'''

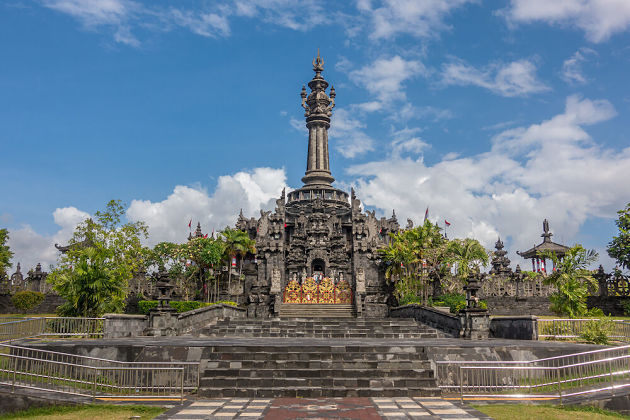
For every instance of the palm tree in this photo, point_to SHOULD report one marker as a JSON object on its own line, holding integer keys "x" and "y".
{"x": 572, "y": 279}
{"x": 414, "y": 255}
{"x": 467, "y": 255}
{"x": 237, "y": 243}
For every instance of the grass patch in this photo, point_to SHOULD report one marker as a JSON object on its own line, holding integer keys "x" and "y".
{"x": 82, "y": 412}
{"x": 547, "y": 412}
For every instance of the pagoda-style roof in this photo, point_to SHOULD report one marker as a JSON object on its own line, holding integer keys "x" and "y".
{"x": 546, "y": 245}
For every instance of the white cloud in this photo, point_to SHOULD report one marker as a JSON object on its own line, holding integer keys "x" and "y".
{"x": 599, "y": 19}
{"x": 168, "y": 219}
{"x": 517, "y": 78}
{"x": 348, "y": 135}
{"x": 422, "y": 19}
{"x": 204, "y": 24}
{"x": 385, "y": 77}
{"x": 572, "y": 66}
{"x": 566, "y": 177}
{"x": 31, "y": 247}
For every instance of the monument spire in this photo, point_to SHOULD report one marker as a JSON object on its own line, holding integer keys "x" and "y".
{"x": 318, "y": 109}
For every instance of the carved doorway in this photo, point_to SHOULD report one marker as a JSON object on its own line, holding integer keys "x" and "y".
{"x": 318, "y": 268}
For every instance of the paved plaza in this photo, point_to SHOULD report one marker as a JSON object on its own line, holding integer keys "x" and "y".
{"x": 323, "y": 408}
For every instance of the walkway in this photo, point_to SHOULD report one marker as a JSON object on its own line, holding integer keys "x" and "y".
{"x": 325, "y": 408}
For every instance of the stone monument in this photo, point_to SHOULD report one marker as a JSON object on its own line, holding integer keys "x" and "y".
{"x": 318, "y": 246}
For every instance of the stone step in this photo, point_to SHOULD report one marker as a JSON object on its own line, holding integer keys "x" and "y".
{"x": 392, "y": 382}
{"x": 316, "y": 373}
{"x": 296, "y": 364}
{"x": 268, "y": 371}
{"x": 317, "y": 392}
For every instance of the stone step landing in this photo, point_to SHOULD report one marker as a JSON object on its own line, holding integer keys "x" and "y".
{"x": 317, "y": 371}
{"x": 398, "y": 328}
{"x": 320, "y": 310}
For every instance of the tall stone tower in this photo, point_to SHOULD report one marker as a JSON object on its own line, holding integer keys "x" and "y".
{"x": 317, "y": 246}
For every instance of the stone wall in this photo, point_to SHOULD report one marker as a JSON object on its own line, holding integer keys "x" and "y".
{"x": 199, "y": 318}
{"x": 509, "y": 305}
{"x": 612, "y": 305}
{"x": 523, "y": 327}
{"x": 123, "y": 325}
{"x": 443, "y": 321}
{"x": 48, "y": 306}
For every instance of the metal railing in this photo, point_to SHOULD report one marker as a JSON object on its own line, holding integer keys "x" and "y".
{"x": 26, "y": 367}
{"x": 557, "y": 377}
{"x": 51, "y": 327}
{"x": 572, "y": 328}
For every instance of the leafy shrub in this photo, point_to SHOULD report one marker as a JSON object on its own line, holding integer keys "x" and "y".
{"x": 597, "y": 331}
{"x": 408, "y": 298}
{"x": 595, "y": 313}
{"x": 145, "y": 306}
{"x": 455, "y": 301}
{"x": 27, "y": 300}
{"x": 227, "y": 302}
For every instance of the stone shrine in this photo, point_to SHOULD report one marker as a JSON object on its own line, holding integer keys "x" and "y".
{"x": 318, "y": 246}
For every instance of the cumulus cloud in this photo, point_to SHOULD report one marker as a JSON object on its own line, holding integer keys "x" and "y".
{"x": 348, "y": 135}
{"x": 31, "y": 247}
{"x": 599, "y": 19}
{"x": 424, "y": 19}
{"x": 566, "y": 177}
{"x": 167, "y": 219}
{"x": 517, "y": 78}
{"x": 572, "y": 66}
{"x": 250, "y": 191}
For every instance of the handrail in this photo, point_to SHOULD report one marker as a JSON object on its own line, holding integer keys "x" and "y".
{"x": 191, "y": 369}
{"x": 25, "y": 367}
{"x": 577, "y": 374}
{"x": 570, "y": 328}
{"x": 51, "y": 326}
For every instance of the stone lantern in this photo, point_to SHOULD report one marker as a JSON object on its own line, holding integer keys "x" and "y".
{"x": 163, "y": 319}
{"x": 475, "y": 320}
{"x": 165, "y": 290}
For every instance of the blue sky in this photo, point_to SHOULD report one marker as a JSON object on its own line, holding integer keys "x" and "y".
{"x": 495, "y": 115}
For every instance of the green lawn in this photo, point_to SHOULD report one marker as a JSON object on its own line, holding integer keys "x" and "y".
{"x": 100, "y": 412}
{"x": 547, "y": 412}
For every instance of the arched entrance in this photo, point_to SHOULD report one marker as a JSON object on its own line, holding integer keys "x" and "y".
{"x": 318, "y": 268}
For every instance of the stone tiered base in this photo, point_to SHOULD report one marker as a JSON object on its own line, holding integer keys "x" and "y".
{"x": 320, "y": 310}
{"x": 320, "y": 328}
{"x": 333, "y": 357}
{"x": 317, "y": 371}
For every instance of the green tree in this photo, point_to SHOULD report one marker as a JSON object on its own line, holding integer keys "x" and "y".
{"x": 467, "y": 255}
{"x": 237, "y": 243}
{"x": 619, "y": 247}
{"x": 204, "y": 256}
{"x": 414, "y": 258}
{"x": 572, "y": 279}
{"x": 5, "y": 253}
{"x": 104, "y": 253}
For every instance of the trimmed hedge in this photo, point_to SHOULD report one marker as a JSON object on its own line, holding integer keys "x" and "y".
{"x": 27, "y": 300}
{"x": 145, "y": 306}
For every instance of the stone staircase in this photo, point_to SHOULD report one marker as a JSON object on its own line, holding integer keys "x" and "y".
{"x": 297, "y": 310}
{"x": 393, "y": 328}
{"x": 313, "y": 371}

'''

Pictures are to be left out; the records above must be repeated word for word.

= The solution =
For every instance of the palm tree in this photo, point_to SHOULD report one marker as a JSON object on its own line, holding integer keys "x" and "y".
{"x": 572, "y": 279}
{"x": 414, "y": 255}
{"x": 467, "y": 255}
{"x": 237, "y": 243}
For every instance of the grass patch in this photo, point_to SHOULD report one marker as a JSON object on its own line, holding integer keys "x" and "y".
{"x": 82, "y": 412}
{"x": 547, "y": 412}
For every instance of the pagoda-style roof in this photo, point_to SHOULD report one marker as a JSON object on its own line, holding integer keys "x" and "y".
{"x": 546, "y": 245}
For every instance of the white cloud in this photo, point_to SHOULD report one marker as a JSON object on its own line, holding integer keys "x" and "y".
{"x": 599, "y": 19}
{"x": 168, "y": 219}
{"x": 517, "y": 78}
{"x": 348, "y": 135}
{"x": 422, "y": 19}
{"x": 204, "y": 24}
{"x": 385, "y": 77}
{"x": 572, "y": 66}
{"x": 566, "y": 177}
{"x": 31, "y": 247}
For every instance of the monument spire in this photo, point_to SHOULD report one marker as a JSON object on its own line, holding integer keys "x" and "y".
{"x": 318, "y": 109}
For every instance of the carved doorway in this photo, point_to SHOULD report one marker as a JSON object on its own line, holding integer keys "x" and "y".
{"x": 318, "y": 268}
For every instance of the paved plaza in this photo, point_to SHOULD report one marker as a JSON object on its own line, holding integer keys "x" and "y".
{"x": 323, "y": 408}
For every instance of the walkway in this photo, point_to SHOULD report one marker as a JSON object on its own line, holding integer keys "x" and "y".
{"x": 325, "y": 408}
For every instance of the stone monument in this photo, point_to SHOULD report one marker as a JSON object on its own line, holding integer keys "x" and "y".
{"x": 318, "y": 246}
For every instance of the stone step in this photo, point_to SHOULD report one marker as a JSON object on its own line, holding integer keys "x" and "y".
{"x": 392, "y": 382}
{"x": 316, "y": 373}
{"x": 296, "y": 364}
{"x": 268, "y": 371}
{"x": 317, "y": 392}
For every instance of the stone step landing in this photo, point_to SHOULD report one marker as a JSON object on its own line, holding integer keys "x" and "y".
{"x": 317, "y": 371}
{"x": 398, "y": 328}
{"x": 320, "y": 310}
For every instance of the tall stone tower in this photo, point_to SHOULD report one marker as a JSON object on its own line, holding integer keys "x" and "y".
{"x": 317, "y": 246}
For every instance of the stone wall in this photo, point_to SHOULD report one marker as a JSON object on its own line, holding integer keys "x" and "y".
{"x": 199, "y": 318}
{"x": 509, "y": 305}
{"x": 612, "y": 305}
{"x": 523, "y": 327}
{"x": 123, "y": 325}
{"x": 443, "y": 321}
{"x": 48, "y": 306}
For every instance of the metal railing in this photo, point_to SHOULD report one marker as a JSON object on its own line, holding integer keys "x" and "y".
{"x": 26, "y": 367}
{"x": 557, "y": 377}
{"x": 51, "y": 327}
{"x": 572, "y": 328}
For every instance of the leafy shrub in this photo, point_to SHOULD report one marker as a JSON object on its own line, holding integer keys "x" and "y".
{"x": 597, "y": 331}
{"x": 408, "y": 298}
{"x": 595, "y": 313}
{"x": 145, "y": 306}
{"x": 455, "y": 301}
{"x": 27, "y": 300}
{"x": 227, "y": 302}
For every instance of the stone shrine in this photo, point_to SHOULD report one marker as a JSON object on its own line, holding integer keys "x" and "y".
{"x": 318, "y": 246}
For every instance of the cumulus cloud in this photo, point_to SHOULD report one marker as a JSON object on its own line, holding integer keys "x" and "y".
{"x": 348, "y": 135}
{"x": 31, "y": 247}
{"x": 599, "y": 19}
{"x": 424, "y": 19}
{"x": 566, "y": 177}
{"x": 167, "y": 219}
{"x": 517, "y": 78}
{"x": 572, "y": 66}
{"x": 250, "y": 191}
For every instance of the handrail in this photo, point_to SHOULD report one marker as a JSON object on its own line, holding integer keys "x" and "y".
{"x": 191, "y": 369}
{"x": 25, "y": 367}
{"x": 577, "y": 374}
{"x": 570, "y": 328}
{"x": 51, "y": 326}
For every instance of the stone lantern in this photo, point_to SHOULD report one marker as a JSON object on its own line, holding integer keys "x" and "y".
{"x": 163, "y": 319}
{"x": 475, "y": 320}
{"x": 165, "y": 290}
For every instance of the blue sky in this photo, point_to SHOULD report one marker as a JSON object on its own line, holding integer keys "x" and "y".
{"x": 495, "y": 115}
For every instance of the green lawn in this photo, point_to SHOULD report one marker as a JSON object on its own line, holding integer keys "x" and "y".
{"x": 100, "y": 412}
{"x": 547, "y": 412}
For every instance of the arched entrance in this photo, point_to SHOULD report one marker as a JSON object on its own line, holding integer keys "x" and "y".
{"x": 318, "y": 268}
For every instance of the stone tiered base in this photo, point_to SHOULD report one marker as a JSON object on its own line, holding integer keys "x" and "y".
{"x": 320, "y": 310}
{"x": 320, "y": 328}
{"x": 333, "y": 357}
{"x": 317, "y": 371}
For every instance of the green tree in this photo, point_to SHOULD report one marker as a JSON object on its own line, holding integer keys "x" and "y".
{"x": 467, "y": 255}
{"x": 237, "y": 243}
{"x": 619, "y": 247}
{"x": 204, "y": 256}
{"x": 414, "y": 258}
{"x": 572, "y": 279}
{"x": 5, "y": 253}
{"x": 104, "y": 253}
For every instance of the trimmed hedge in this photo, point_to SHOULD report one marker as a JSON object on its own line, holding integer keys "x" and "y".
{"x": 27, "y": 300}
{"x": 145, "y": 306}
For every instance of the stone staircase in this photo, point_to SHOULD report one marker as a JSON object on its own line, holding integer keys "x" and "y".
{"x": 297, "y": 310}
{"x": 393, "y": 328}
{"x": 313, "y": 371}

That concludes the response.